### SET OF TASKS
a – Answer each question using the chapter on the if statement, Phi, and Region:
(i) What inputs does the Stop node take?
(ii) In which chapter was the Bool node introduced?
(iii) What node does the control input to a Phi point to?
b – The recap table in the chapter on the if statement, Phi, and Region lists nodes by chapter. Name every node that table assigns to Chapter 2.
c – According to the chapter on the if statement, Phi, and Region, why is a REGION instruction defined?

### TEXT PROVIDED

Chapter 5: If Statement, Phi, and Region

In this chapter we extend the language grammar with the following features:

• We introduce the if statement.
• To support splitting of control flow and merging, we introduce new nodes: Region and Phi.
• Since we can now have multiple return points, we also introduce the Stop node as the termination.

Here is the complete language grammar for this chapter.

New Nodes

The following new nodes are introduced in this chapter:

Node Name	Type	Chapter	Description	Inputs	Value
If	Control	5	A branching test, sub type of MultiNode	A control node and a data predicate node	A tuple of two values: one for true, one for false
Region	Control	5	A merge point for multiple control flows	An input for each control flow that is merging	Merged control
Phi	Data	5	A phi function picks a value based on control flow	A Region, and data nodes for each control path	Depends on control flow path taken
Stop	Control	5	Termination of the program	All return nodes of the function	None

Recap

Here is a recap of the nodes introduced in previous chapters:

Node Name	Type	Chapter	Description	Inputs	Value
Multi	Abstract class	4	A node that has a tuple result		A tuple
Start	Control	1	Start of function, now a MultiNode		A tuple with a ctrl token and an arg data node
Proj	Data	4	Projection nodes extract values from MultiNode	A MultiNode and index	Result is the extracted value from the input MultiNode at offset index
Bool	Data	4	Represents results of a comparison operator	Two data nodes	Result is a comparison, represented as integer value where 1=true, 0=false
Not	Data	4	Logical not	One data node	Result converts 0 to 1 and vice versa
Return	Control	1	End of function	Predecessor control node and a data node for the return value of the function	Return value of the function
Constant	Data	1	Represents constants such as integer literals	None, however Start node is set as input to enable graph walking	Value of the constant
Add	Data	2	Add two values	Two data nodes without restrictions on the order	Result of the add operation
Sub	Data	2	Subtract a value from another	Two data nodes, the first one is subtracted by the second one	Result of the subtraction
Mul	Data	2	Multiply two values	Two data nodes without restrictions on the order	Result of the multiplication
Div	Data	2	Divide a value by another	Two data nodes, the first one is divided by the second one	Result of the division
Minus	Data	2	Negate a value	One data node which value is negated	Result of the negation
Scope	Symbol Table	3	Represents scopes in the graph	Nodes that represent the current value of variables	None

If Nodes

If node takes in both control and data (predicate expression) and routes the control token to one of the two control flows, represented by true and false Proj nodes.

Phi Nodes

A Phi reads in both data and control, and outputs a data value. The control input to the Phi points to a Region node. The data inputs to the Phi are one for each of the control inputs to that Region. The result computed by a Phi depends both on the data and the matching control input. At most one control input to the Region can be active at a time, and the Phi passes through the data value from the matching input.¹

Region Nodes

Every instruction has a control input from a basic block. If the control input is an edge in our abstract graph, then the basic block must be a node in the abstract graph. So we define a REGION instruction to replace a basic block. A REGION instruction takes control from each predecessor block as input and produces a merged control as an output.²

However:

We can remove the control dependence for any given Node simply by replacing the pointer value with the special value NULL. This operation only makes sense for Nodes that represent data computations. PHI, IF, JUMP and STOP Nodes all require the control input for semantic correctness. REGION Nodes require several control inputs (one per CFG input to the basic block they represent). Almost all other Nodes can live without a control dependence. A data computation without a control dependence does not exactly reside in any particular basic block. Its correct behavior depends solely on the remaining data dependences. It, and the Nodes that depend on it or on which it depends, exists in a “sea” of Nodes, with little control structure.

### MATERIAL PROVIDED
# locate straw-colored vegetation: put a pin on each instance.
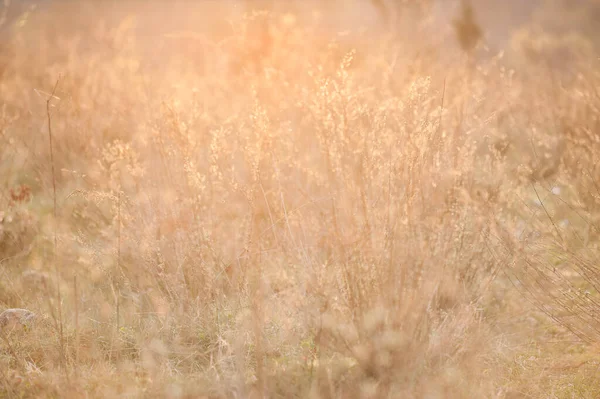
(193, 208)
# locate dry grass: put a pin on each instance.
(270, 209)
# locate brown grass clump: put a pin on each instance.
(275, 207)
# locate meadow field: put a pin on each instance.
(242, 200)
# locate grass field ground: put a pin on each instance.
(275, 208)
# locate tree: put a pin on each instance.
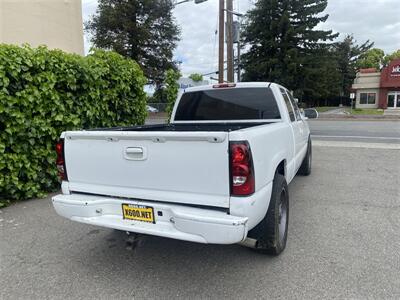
(373, 58)
(196, 77)
(143, 30)
(389, 57)
(347, 53)
(285, 46)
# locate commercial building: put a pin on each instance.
(54, 23)
(376, 89)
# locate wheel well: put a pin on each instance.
(280, 169)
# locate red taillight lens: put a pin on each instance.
(242, 170)
(60, 162)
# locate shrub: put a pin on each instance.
(44, 92)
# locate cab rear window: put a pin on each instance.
(228, 104)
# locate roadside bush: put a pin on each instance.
(44, 92)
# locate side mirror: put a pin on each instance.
(310, 113)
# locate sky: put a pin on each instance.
(374, 20)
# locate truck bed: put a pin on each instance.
(208, 127)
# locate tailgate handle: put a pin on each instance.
(135, 153)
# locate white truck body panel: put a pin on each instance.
(184, 175)
(182, 167)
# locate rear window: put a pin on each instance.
(228, 104)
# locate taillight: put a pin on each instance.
(60, 162)
(242, 169)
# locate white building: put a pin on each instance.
(54, 23)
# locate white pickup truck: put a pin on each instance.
(218, 173)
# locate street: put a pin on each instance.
(344, 239)
(385, 131)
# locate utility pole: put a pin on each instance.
(221, 32)
(238, 61)
(229, 40)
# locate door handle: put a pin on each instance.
(135, 150)
(135, 153)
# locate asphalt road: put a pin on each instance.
(379, 131)
(344, 241)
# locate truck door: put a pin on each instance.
(297, 130)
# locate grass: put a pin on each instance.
(324, 108)
(365, 111)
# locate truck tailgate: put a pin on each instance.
(179, 167)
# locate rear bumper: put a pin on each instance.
(177, 222)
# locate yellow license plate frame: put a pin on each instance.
(134, 212)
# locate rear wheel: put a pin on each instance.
(305, 168)
(271, 233)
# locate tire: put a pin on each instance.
(305, 168)
(271, 232)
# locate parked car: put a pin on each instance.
(151, 109)
(218, 173)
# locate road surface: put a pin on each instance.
(379, 131)
(344, 241)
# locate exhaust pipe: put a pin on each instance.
(249, 242)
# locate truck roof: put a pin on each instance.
(237, 84)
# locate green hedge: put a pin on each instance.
(44, 92)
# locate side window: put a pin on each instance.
(295, 106)
(288, 105)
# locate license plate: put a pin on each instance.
(138, 213)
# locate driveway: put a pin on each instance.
(344, 241)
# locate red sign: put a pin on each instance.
(395, 70)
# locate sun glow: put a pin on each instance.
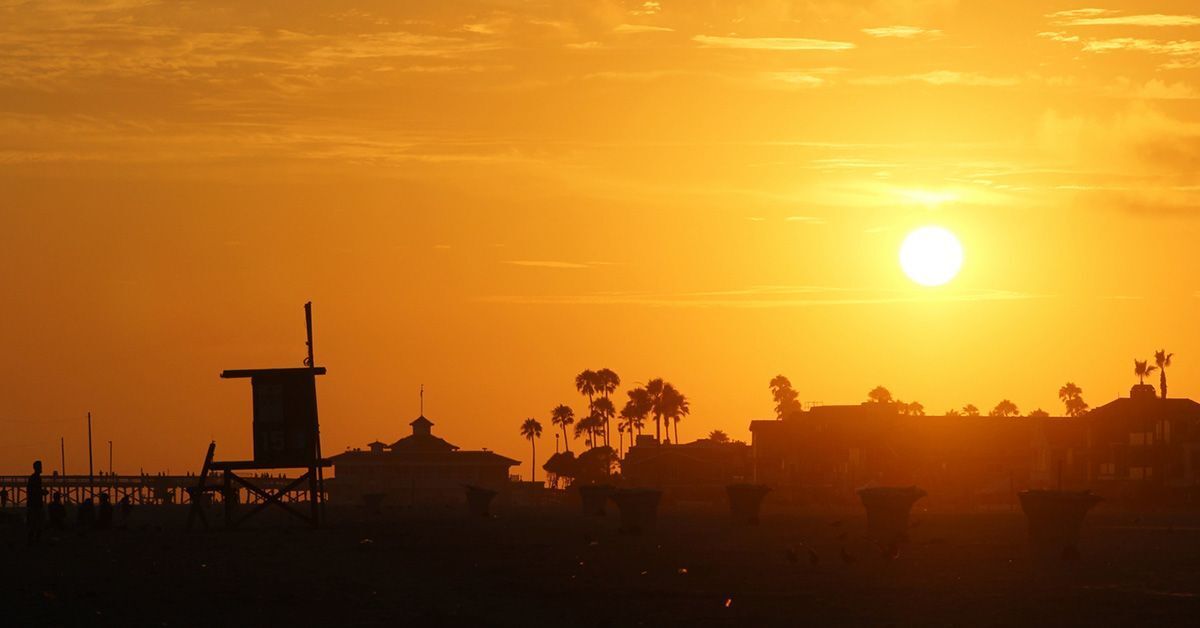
(931, 256)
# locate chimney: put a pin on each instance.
(1143, 392)
(421, 426)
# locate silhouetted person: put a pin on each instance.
(35, 502)
(125, 507)
(105, 514)
(85, 516)
(57, 512)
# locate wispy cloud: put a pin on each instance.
(1080, 12)
(940, 77)
(1151, 19)
(771, 43)
(1059, 36)
(629, 29)
(647, 9)
(792, 79)
(905, 33)
(763, 297)
(1181, 47)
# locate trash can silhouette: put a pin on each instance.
(1056, 519)
(639, 509)
(887, 512)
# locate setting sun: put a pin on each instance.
(931, 256)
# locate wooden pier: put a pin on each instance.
(142, 489)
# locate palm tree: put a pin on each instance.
(1005, 408)
(639, 406)
(785, 396)
(880, 395)
(563, 416)
(634, 413)
(1163, 360)
(587, 426)
(531, 429)
(1073, 399)
(676, 408)
(654, 390)
(604, 411)
(1143, 369)
(606, 384)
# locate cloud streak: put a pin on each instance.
(771, 43)
(762, 297)
(1152, 19)
(904, 33)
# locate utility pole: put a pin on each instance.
(312, 364)
(90, 473)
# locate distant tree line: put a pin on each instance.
(1072, 395)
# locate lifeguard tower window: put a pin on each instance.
(285, 414)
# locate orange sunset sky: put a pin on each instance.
(487, 197)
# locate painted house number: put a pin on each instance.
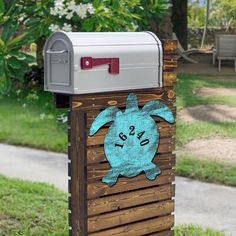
(124, 137)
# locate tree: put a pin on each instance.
(206, 22)
(196, 14)
(179, 20)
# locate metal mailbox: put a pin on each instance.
(81, 63)
(120, 92)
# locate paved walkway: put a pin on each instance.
(200, 203)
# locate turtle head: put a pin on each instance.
(106, 116)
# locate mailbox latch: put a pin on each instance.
(90, 62)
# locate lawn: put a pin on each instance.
(28, 208)
(186, 98)
(30, 119)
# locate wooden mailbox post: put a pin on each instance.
(133, 206)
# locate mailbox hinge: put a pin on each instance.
(90, 62)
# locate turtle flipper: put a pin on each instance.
(109, 114)
(152, 172)
(111, 178)
(158, 108)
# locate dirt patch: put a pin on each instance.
(218, 113)
(205, 66)
(216, 92)
(221, 78)
(215, 148)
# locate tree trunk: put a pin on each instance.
(180, 21)
(39, 52)
(206, 22)
(163, 29)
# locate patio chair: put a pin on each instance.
(225, 49)
(184, 53)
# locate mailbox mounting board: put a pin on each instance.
(82, 63)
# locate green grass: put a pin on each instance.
(38, 209)
(186, 132)
(205, 170)
(194, 230)
(188, 83)
(31, 209)
(32, 121)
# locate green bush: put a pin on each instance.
(13, 63)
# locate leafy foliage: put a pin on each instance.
(13, 63)
(26, 21)
(196, 14)
(223, 13)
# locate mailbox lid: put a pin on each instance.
(140, 62)
(58, 64)
(112, 38)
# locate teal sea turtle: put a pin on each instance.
(132, 139)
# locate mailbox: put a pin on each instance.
(81, 63)
(120, 92)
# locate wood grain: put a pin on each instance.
(99, 189)
(130, 199)
(118, 218)
(140, 228)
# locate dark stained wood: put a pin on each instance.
(99, 189)
(77, 184)
(130, 199)
(133, 206)
(163, 233)
(101, 101)
(140, 228)
(130, 215)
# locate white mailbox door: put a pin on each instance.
(139, 58)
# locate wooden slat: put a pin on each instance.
(122, 217)
(98, 101)
(126, 200)
(96, 154)
(141, 228)
(99, 189)
(96, 172)
(78, 171)
(170, 78)
(169, 232)
(166, 130)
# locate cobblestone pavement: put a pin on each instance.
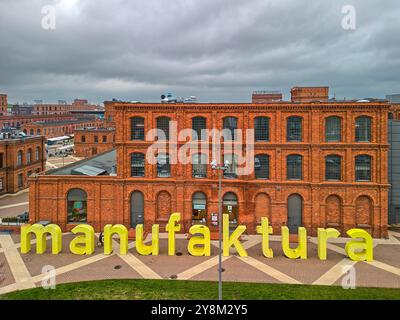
(19, 271)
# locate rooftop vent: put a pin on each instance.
(87, 170)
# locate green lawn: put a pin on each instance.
(196, 290)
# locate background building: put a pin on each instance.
(20, 158)
(91, 141)
(52, 129)
(3, 104)
(310, 94)
(266, 96)
(316, 165)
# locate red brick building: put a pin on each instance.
(310, 94)
(19, 158)
(3, 104)
(89, 142)
(320, 164)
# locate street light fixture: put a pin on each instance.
(221, 169)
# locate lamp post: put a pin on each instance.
(220, 169)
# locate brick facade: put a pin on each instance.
(89, 142)
(341, 204)
(3, 104)
(10, 168)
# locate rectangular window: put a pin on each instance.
(231, 172)
(261, 166)
(294, 167)
(199, 166)
(20, 180)
(137, 128)
(137, 165)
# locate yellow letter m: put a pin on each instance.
(40, 232)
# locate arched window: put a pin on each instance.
(333, 167)
(199, 125)
(77, 206)
(19, 158)
(294, 129)
(137, 165)
(262, 207)
(231, 172)
(163, 126)
(199, 166)
(261, 129)
(137, 208)
(363, 168)
(37, 154)
(199, 208)
(333, 211)
(295, 212)
(333, 129)
(163, 166)
(164, 208)
(29, 156)
(363, 129)
(230, 206)
(230, 127)
(363, 211)
(294, 167)
(261, 166)
(137, 128)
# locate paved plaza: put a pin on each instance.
(20, 271)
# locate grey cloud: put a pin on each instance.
(219, 50)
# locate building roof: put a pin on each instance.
(104, 161)
(61, 123)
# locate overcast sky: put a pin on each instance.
(218, 50)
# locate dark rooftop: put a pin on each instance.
(64, 122)
(105, 161)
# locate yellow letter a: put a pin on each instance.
(204, 241)
(359, 250)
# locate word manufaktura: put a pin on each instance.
(358, 248)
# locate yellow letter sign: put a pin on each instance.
(233, 239)
(359, 250)
(323, 236)
(144, 249)
(82, 244)
(265, 230)
(301, 250)
(172, 227)
(40, 232)
(204, 241)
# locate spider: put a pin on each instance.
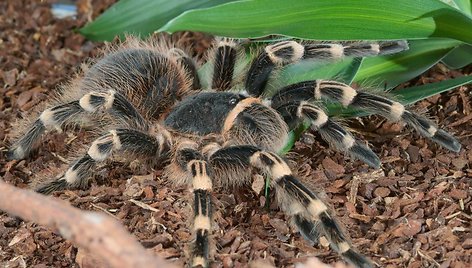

### TASK-BY-TASK RESULTS
a –
(i) All return nodes of the function.
(ii) Chapter 4.
(iii) A Region node.

b – Add, Sub, Mul, Div, Minus

c – Every instruction has a control input from a basic block. If that control input is an edge in the abstract graph, the basic block must be a node in the graph. The REGION instruction is defined to replace the basic block.